===== Records to process
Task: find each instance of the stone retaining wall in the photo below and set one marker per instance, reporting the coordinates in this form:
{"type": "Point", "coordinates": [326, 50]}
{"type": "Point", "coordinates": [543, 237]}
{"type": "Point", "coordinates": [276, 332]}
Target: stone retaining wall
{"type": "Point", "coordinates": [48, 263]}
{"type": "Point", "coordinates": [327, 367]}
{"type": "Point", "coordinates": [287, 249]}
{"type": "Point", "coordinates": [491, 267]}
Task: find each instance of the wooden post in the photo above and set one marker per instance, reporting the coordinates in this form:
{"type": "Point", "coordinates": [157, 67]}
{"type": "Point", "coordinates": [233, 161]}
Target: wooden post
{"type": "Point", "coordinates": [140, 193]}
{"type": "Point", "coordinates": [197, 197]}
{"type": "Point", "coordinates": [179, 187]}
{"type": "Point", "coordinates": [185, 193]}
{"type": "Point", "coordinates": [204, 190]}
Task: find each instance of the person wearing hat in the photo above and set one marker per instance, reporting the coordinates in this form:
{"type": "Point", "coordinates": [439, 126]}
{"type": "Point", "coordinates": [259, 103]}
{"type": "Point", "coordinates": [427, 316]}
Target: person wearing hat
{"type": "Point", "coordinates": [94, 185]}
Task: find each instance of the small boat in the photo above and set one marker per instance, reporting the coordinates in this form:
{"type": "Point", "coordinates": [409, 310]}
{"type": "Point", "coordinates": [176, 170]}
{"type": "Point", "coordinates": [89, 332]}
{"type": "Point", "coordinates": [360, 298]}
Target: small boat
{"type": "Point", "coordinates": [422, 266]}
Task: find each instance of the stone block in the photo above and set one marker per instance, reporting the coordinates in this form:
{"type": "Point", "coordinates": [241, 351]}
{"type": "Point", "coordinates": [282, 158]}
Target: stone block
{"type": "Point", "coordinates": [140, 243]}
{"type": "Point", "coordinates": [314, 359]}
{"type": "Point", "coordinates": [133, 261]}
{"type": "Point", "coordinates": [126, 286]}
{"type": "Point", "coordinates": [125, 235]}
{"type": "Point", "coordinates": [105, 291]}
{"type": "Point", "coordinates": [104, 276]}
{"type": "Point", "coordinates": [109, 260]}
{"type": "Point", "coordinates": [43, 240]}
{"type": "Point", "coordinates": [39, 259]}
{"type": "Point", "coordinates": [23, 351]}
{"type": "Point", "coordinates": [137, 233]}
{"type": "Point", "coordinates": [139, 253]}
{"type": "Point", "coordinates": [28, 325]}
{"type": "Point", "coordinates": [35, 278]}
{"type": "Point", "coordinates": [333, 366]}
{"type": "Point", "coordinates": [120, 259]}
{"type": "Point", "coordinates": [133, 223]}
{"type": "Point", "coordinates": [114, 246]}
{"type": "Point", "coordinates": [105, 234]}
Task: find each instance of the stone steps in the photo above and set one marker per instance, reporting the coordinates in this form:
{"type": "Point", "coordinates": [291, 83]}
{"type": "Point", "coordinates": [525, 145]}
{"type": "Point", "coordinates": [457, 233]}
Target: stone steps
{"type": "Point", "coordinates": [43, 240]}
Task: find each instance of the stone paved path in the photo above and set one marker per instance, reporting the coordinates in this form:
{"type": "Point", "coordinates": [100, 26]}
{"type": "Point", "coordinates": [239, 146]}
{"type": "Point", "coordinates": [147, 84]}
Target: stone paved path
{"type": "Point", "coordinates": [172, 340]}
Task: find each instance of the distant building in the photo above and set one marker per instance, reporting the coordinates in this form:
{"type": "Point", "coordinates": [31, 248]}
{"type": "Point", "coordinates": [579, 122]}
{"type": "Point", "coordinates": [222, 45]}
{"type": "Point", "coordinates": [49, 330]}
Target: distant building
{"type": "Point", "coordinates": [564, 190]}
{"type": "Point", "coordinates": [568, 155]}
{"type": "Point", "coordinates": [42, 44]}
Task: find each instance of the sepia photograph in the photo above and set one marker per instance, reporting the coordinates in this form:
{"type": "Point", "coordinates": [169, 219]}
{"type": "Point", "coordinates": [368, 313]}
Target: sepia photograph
==========
*Exercise description:*
Say how many lines in the data above contain the string "sepia", and give no other output.

*The completed task:*
2